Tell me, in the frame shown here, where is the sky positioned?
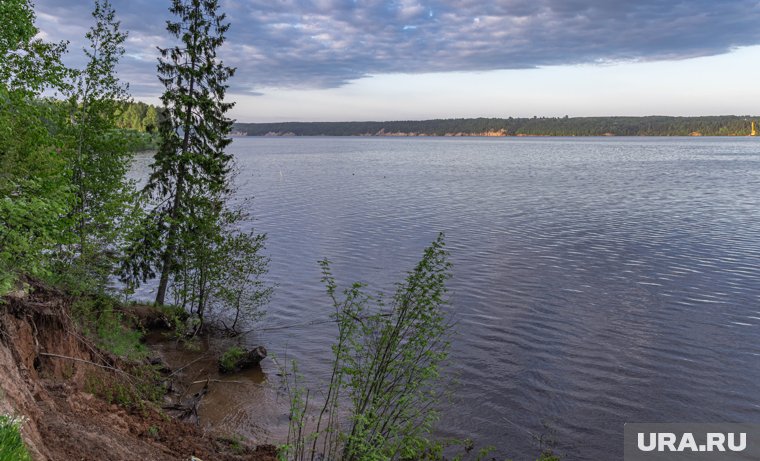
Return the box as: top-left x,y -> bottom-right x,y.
33,0 -> 760,122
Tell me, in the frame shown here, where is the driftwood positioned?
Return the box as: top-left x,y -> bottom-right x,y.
162,380 -> 209,424
218,346 -> 267,374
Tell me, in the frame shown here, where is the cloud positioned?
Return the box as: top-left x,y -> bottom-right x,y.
33,0 -> 760,96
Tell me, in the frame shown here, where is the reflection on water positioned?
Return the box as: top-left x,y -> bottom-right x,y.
132,137 -> 760,460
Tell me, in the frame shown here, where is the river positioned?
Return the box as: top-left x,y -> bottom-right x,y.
131,136 -> 760,460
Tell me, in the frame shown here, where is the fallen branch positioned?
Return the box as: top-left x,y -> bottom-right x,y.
164,380 -> 209,424
39,352 -> 134,378
178,368 -> 206,401
191,379 -> 245,385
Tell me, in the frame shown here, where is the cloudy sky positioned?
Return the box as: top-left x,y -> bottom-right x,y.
34,0 -> 760,122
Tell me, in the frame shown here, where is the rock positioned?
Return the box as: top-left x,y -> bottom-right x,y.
218,346 -> 267,373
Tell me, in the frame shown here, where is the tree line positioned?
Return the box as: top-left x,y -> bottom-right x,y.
234,115 -> 760,137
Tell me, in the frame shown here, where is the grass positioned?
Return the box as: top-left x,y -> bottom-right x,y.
218,346 -> 245,373
217,434 -> 247,455
0,414 -> 31,461
537,452 -> 560,461
72,295 -> 148,361
147,425 -> 160,440
83,364 -> 165,411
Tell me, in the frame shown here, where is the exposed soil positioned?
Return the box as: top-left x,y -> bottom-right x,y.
0,279 -> 277,461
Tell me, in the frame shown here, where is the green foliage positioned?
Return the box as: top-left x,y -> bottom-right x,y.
164,206 -> 272,333
84,362 -> 165,410
120,1 -> 270,334
281,233 -> 453,461
212,220 -> 272,333
227,434 -> 246,454
147,425 -> 160,440
0,1 -> 149,297
0,0 -> 72,295
127,130 -> 160,151
0,0 -> 69,96
537,451 -> 560,461
396,437 -> 494,461
121,0 -> 238,311
0,414 -> 31,461
218,346 -> 245,373
59,0 -> 136,294
115,101 -> 162,133
234,115 -> 760,137
72,295 -> 148,360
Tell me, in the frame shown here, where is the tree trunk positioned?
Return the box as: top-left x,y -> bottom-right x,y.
155,19 -> 198,306
155,253 -> 171,305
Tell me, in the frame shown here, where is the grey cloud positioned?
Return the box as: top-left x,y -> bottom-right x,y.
33,0 -> 760,96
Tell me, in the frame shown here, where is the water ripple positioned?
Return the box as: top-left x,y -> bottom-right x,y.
131,137 -> 760,460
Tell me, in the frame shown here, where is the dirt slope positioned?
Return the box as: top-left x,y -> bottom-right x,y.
0,280 -> 276,461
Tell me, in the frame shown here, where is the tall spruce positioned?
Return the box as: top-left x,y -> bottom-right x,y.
122,0 -> 235,306
63,0 -> 133,290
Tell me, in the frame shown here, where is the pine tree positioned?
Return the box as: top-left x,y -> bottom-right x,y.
122,0 -> 235,306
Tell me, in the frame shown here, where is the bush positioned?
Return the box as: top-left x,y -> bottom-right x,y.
0,414 -> 31,461
218,346 -> 246,373
281,233 -> 453,461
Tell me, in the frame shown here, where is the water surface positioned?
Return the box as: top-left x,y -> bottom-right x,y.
132,136 -> 760,459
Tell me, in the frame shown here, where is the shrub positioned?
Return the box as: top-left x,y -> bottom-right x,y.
537,451 -> 561,461
218,346 -> 246,373
280,233 -> 453,461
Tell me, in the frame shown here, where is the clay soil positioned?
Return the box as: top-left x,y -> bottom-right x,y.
0,280 -> 277,461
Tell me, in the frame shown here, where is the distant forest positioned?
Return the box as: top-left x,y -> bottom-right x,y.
233,116 -> 760,137
116,101 -> 161,133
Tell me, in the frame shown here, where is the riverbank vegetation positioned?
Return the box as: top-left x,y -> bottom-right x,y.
0,0 -> 273,457
234,115 -> 760,137
118,0 -> 271,336
281,235 -> 453,460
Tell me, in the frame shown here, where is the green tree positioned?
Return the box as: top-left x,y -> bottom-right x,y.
123,103 -> 141,130
62,0 -> 134,291
165,203 -> 271,333
121,0 -> 236,307
0,0 -> 68,95
142,105 -> 158,133
212,223 -> 272,333
0,0 -> 70,294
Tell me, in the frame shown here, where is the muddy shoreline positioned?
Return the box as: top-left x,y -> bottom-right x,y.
144,329 -> 291,447
0,281 -> 280,460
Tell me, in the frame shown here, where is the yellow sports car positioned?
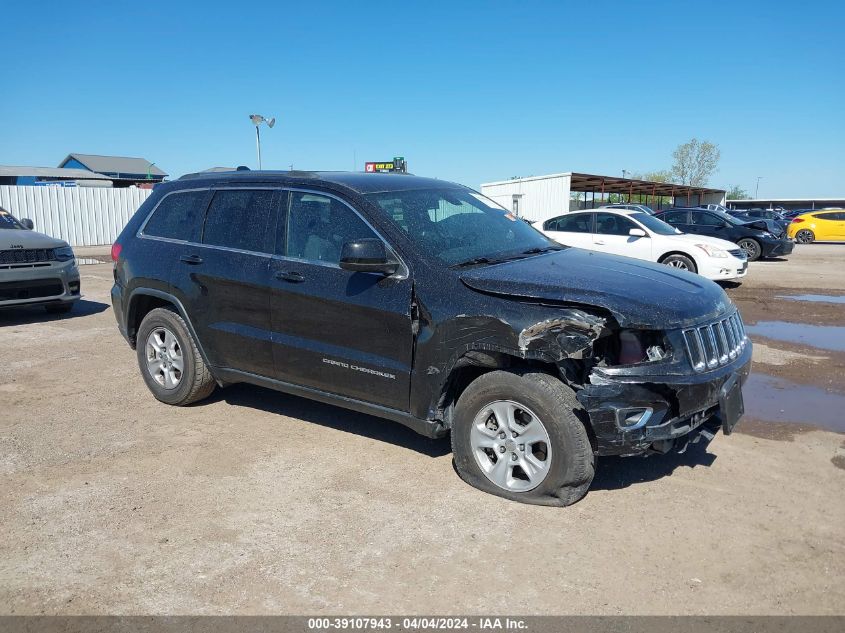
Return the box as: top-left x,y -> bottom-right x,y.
787,209 -> 845,243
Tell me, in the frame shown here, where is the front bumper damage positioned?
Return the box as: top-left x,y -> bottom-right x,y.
575,336 -> 752,456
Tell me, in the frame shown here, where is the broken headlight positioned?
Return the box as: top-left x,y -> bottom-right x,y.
617,330 -> 668,365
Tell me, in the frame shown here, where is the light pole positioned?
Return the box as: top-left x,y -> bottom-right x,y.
755,176 -> 762,198
622,169 -> 628,179
249,114 -> 276,169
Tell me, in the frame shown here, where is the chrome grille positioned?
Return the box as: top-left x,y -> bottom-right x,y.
683,312 -> 748,372
728,249 -> 746,259
0,248 -> 56,265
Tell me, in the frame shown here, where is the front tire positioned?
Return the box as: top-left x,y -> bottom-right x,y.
136,307 -> 216,406
661,253 -> 697,273
451,370 -> 594,506
738,238 -> 762,261
795,229 -> 815,244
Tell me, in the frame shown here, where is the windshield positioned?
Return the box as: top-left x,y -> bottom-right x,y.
631,212 -> 681,235
365,188 -> 560,266
0,209 -> 24,230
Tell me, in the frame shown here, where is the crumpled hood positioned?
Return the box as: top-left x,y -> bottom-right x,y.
0,229 -> 66,250
460,248 -> 732,329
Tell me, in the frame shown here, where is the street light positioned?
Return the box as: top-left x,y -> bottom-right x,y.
249,114 -> 276,169
755,176 -> 763,198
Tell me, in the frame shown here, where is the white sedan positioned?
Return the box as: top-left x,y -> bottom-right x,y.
540,208 -> 748,282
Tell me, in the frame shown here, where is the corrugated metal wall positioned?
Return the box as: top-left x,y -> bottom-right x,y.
480,174 -> 571,224
0,186 -> 152,246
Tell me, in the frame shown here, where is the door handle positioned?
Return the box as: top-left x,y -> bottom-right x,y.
594,239 -> 605,245
275,271 -> 305,283
180,254 -> 203,265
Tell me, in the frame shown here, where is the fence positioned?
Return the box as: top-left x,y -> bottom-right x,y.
0,185 -> 153,246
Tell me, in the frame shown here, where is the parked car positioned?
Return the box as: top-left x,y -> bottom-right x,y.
655,207 -> 793,261
787,209 -> 845,243
598,203 -> 655,215
112,171 -> 751,506
540,209 -> 747,281
727,209 -> 791,232
0,206 -> 80,313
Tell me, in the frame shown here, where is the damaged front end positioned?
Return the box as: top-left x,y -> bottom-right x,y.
573,313 -> 753,456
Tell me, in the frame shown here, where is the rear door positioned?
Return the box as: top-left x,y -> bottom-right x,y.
169,187 -> 279,377
542,213 -> 594,248
591,212 -> 653,260
268,189 -> 414,411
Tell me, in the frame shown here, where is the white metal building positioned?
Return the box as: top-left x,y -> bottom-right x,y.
481,172 -> 727,225
0,185 -> 152,246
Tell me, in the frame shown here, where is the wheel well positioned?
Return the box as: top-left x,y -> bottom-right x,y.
658,250 -> 698,272
437,352 -> 563,428
127,294 -> 175,347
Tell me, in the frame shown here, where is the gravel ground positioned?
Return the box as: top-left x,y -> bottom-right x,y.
0,244 -> 843,615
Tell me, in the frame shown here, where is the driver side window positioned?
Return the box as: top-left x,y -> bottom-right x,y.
283,192 -> 379,265
693,212 -> 724,226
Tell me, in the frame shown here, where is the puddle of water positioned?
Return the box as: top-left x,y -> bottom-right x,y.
745,321 -> 845,352
777,294 -> 845,305
742,373 -> 845,433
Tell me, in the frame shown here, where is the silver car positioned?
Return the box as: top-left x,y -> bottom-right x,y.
0,207 -> 80,313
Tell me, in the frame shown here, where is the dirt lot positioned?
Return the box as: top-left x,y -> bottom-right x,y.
1,245 -> 843,615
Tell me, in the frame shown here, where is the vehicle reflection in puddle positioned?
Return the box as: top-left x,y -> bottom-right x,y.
745,321 -> 845,352
776,294 -> 845,305
743,373 -> 845,433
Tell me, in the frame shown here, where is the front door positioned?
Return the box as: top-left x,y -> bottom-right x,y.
269,189 -> 414,411
690,211 -> 731,239
591,212 -> 653,260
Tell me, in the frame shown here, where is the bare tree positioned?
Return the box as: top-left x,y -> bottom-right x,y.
671,139 -> 720,186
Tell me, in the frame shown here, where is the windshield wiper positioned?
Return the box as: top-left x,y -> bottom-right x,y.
520,246 -> 563,255
452,257 -> 495,268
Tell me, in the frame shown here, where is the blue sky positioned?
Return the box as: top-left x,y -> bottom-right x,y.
2,0 -> 843,197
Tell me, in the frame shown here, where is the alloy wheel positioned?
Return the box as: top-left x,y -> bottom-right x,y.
795,229 -> 814,244
738,239 -> 760,260
469,400 -> 552,492
145,327 -> 184,389
666,259 -> 690,270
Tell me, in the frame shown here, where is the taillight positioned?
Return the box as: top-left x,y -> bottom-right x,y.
791,218 -> 804,224
111,242 -> 123,261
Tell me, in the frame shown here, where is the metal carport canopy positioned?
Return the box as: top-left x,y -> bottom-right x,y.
569,172 -> 724,198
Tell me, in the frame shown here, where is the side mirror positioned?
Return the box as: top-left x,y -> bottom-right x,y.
21,218 -> 34,230
339,239 -> 398,275
628,228 -> 647,238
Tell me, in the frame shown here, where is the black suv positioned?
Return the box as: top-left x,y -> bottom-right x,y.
655,207 -> 793,261
112,171 -> 751,505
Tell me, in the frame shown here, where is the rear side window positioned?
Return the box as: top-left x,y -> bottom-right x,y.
203,189 -> 276,253
143,190 -> 208,241
551,213 -> 592,233
813,211 -> 842,221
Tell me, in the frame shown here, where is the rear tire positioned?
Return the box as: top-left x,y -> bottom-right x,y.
451,370 -> 594,506
738,238 -> 762,261
661,253 -> 697,273
136,307 -> 216,406
795,229 -> 815,244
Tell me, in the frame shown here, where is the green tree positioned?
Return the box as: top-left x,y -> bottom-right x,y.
671,138 -> 720,186
630,170 -> 674,183
726,184 -> 751,200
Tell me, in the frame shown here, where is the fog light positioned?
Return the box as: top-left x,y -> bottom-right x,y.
616,407 -> 653,431
68,281 -> 80,294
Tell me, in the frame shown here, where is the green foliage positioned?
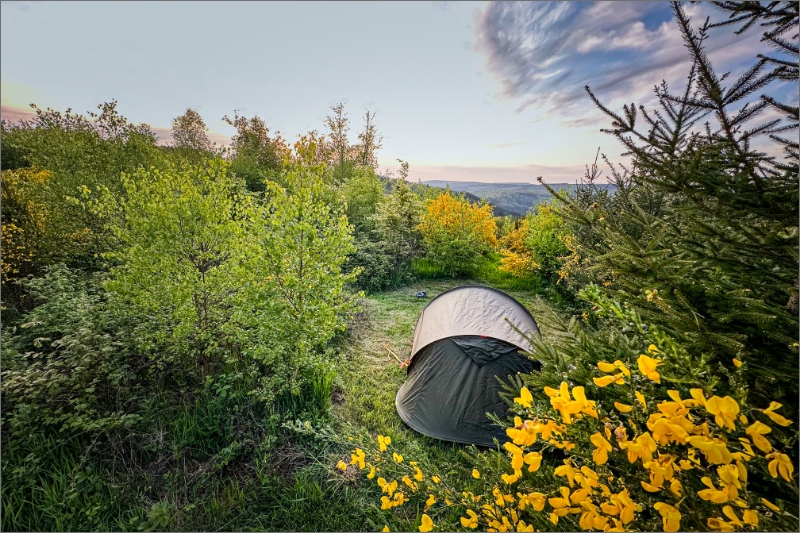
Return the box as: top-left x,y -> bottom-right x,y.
343,166 -> 385,236
223,111 -> 288,192
548,2 -> 799,409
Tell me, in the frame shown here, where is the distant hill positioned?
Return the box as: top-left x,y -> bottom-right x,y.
423,181 -> 577,217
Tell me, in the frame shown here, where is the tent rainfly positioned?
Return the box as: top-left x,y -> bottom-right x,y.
395,286 -> 540,447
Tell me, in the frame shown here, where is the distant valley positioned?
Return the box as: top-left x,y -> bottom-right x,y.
423,180 -> 578,217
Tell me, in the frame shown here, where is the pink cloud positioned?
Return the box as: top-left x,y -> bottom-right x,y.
380,162 -> 597,184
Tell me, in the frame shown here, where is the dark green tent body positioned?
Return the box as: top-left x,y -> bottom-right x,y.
395,286 -> 540,447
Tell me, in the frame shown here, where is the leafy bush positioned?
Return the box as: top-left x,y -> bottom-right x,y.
417,189 -> 498,277
499,201 -> 570,281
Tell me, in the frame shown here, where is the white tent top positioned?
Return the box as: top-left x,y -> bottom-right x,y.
410,286 -> 539,359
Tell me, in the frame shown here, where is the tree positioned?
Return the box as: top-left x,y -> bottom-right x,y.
356,110 -> 383,169
222,111 -> 289,192
171,108 -> 213,152
417,188 -> 498,276
547,0 -> 799,407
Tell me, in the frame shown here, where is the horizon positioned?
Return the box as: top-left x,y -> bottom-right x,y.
2,1 -> 795,184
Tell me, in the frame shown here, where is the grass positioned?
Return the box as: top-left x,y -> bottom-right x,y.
1,275 -> 565,532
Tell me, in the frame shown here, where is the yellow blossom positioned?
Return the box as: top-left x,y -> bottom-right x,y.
742,509 -> 758,527
733,358 -> 743,368
431,475 -> 440,483
635,391 -> 647,409
647,344 -> 658,353
419,513 -> 434,532
687,436 -> 733,464
767,452 -> 794,482
367,465 -> 376,479
393,452 -> 404,464
760,498 -> 780,511
619,432 -> 657,465
424,493 -> 436,510
350,448 -> 366,469
707,517 -> 735,532
745,421 -> 773,453
590,432 -> 612,465
501,473 -> 519,485
523,452 -> 542,472
472,469 -> 480,479
413,465 -> 424,482
763,401 -> 793,426
697,476 -> 737,504
637,354 -> 662,383
669,478 -> 682,497
460,510 -> 478,529
706,396 -> 740,431
514,387 -> 533,408
653,502 -> 682,532
378,434 -> 392,451
382,526 -> 390,532
593,374 -> 620,387
614,402 -> 633,413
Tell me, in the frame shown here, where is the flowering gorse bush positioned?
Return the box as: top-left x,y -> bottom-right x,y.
337,286 -> 798,532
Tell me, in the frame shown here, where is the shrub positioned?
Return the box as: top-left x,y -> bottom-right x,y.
417,189 -> 498,277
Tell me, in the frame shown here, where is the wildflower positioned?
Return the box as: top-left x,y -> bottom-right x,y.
566,386 -> 599,420
501,473 -> 519,485
413,465 -> 424,482
637,354 -> 662,383
697,477 -> 737,503
504,442 -> 524,474
647,344 -> 658,353
336,460 -> 348,471
419,513 -> 434,532
378,478 -> 397,496
705,396 -> 740,431
472,469 -> 480,479
722,506 -> 744,528
367,465 -> 376,479
431,475 -> 440,484
688,388 -> 707,407
548,486 -> 572,510
762,401 -> 793,427
516,520 -> 534,532
590,432 -> 612,465
402,475 -> 418,491
669,478 -> 682,497
524,451 -> 542,472
382,526 -> 390,532
424,493 -> 436,511
635,391 -> 647,409
554,461 -> 577,487
760,498 -> 780,511
593,375 -> 620,387
766,452 -> 794,482
619,432 -> 657,465
460,510 -> 479,529
614,402 -> 633,413
653,502 -> 682,532
378,434 -> 392,451
381,496 -> 392,510
393,452 -> 404,463
350,448 -> 366,469
517,492 -> 546,512
745,421 -> 773,453
514,387 -> 533,408
733,358 -> 743,368
686,436 -> 733,464
707,517 -> 735,532
742,509 -> 758,527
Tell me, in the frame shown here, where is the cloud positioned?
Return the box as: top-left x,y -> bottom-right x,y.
474,1 -> 774,126
1,104 -> 36,124
488,140 -> 533,149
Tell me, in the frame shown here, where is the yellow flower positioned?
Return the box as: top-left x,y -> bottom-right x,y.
413,465 -> 424,482
653,502 -> 682,532
635,391 -> 647,409
367,465 -> 376,479
742,509 -> 758,527
597,361 -> 618,373
472,469 -> 480,479
590,432 -> 612,465
637,355 -> 662,383
393,452 -> 404,464
460,510 -> 478,529
350,448 -> 366,469
614,402 -> 633,413
763,401 -> 793,426
647,344 -> 658,354
424,493 -> 436,511
669,478 -> 682,497
706,396 -> 740,431
732,358 -> 742,368
619,432 -> 657,465
380,496 -> 392,510
336,460 -> 348,471
419,513 -> 434,532
686,436 -> 733,464
760,498 -> 780,511
593,374 -> 623,387
767,452 -> 794,482
707,517 -> 735,532
697,476 -> 737,504
431,475 -> 440,484
378,434 -> 392,451
514,386 -> 533,408
382,526 -> 390,532
722,506 -> 744,528
523,452 -> 542,472
501,473 -> 519,485
745,421 -> 773,453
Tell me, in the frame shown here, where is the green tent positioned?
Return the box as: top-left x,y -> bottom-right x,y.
395,286 -> 540,447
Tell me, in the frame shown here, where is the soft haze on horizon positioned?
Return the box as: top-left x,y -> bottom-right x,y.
2,1 -> 794,184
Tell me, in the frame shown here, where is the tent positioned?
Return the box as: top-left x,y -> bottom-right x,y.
395,286 -> 541,447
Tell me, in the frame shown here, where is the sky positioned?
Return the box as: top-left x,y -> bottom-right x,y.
1,1 -> 796,183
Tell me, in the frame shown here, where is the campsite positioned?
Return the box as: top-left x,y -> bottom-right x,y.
1,1 -> 798,532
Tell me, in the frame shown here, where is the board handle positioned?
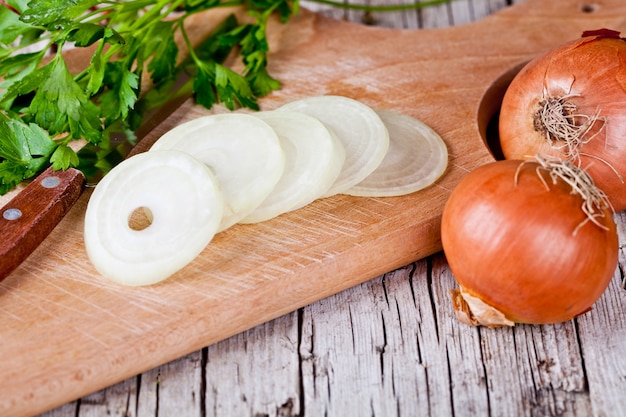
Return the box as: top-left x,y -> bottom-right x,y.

==*==

--- Assigned task ---
Retype the entries above exactly, starting at their first line and ending with the line that holds "Tell me, in the frame shown here, where is the cloudy"; pictures stay out.

--- Response box ---
Tell me, in the frame shown here, where is the sky positioned?
Return the box as: top-left x,y -> bottom-right x,y.
33,0 -> 760,122
Tell me, in the frame shown here, where is the driftwood positioned?
Return the box as: top-left x,y -> bottom-right x,y.
162,380 -> 209,424
218,346 -> 267,374
Tell me, in the frame shown here, where is the cloud positioned?
Return the box as: top-left x,y -> bottom-right x,y.
33,0 -> 760,96
Tell me, in the frame shown here, where is the reflection on water positioned?
Return the box as: top-left x,y -> bottom-right x,y.
132,137 -> 760,460
Tell me, in the frame shown here, where is the river positioned?
Return the box as: top-left x,y -> bottom-right x,y.
131,136 -> 760,460
Tell me, in the frame shown here, where is the fallen branch positioned?
Return the box as: top-left x,y -> bottom-right x,y.
164,380 -> 209,424
39,352 -> 134,378
178,368 -> 206,401
191,379 -> 245,385
Tell me, in the frame shown here, where is the cloudy sky positioned?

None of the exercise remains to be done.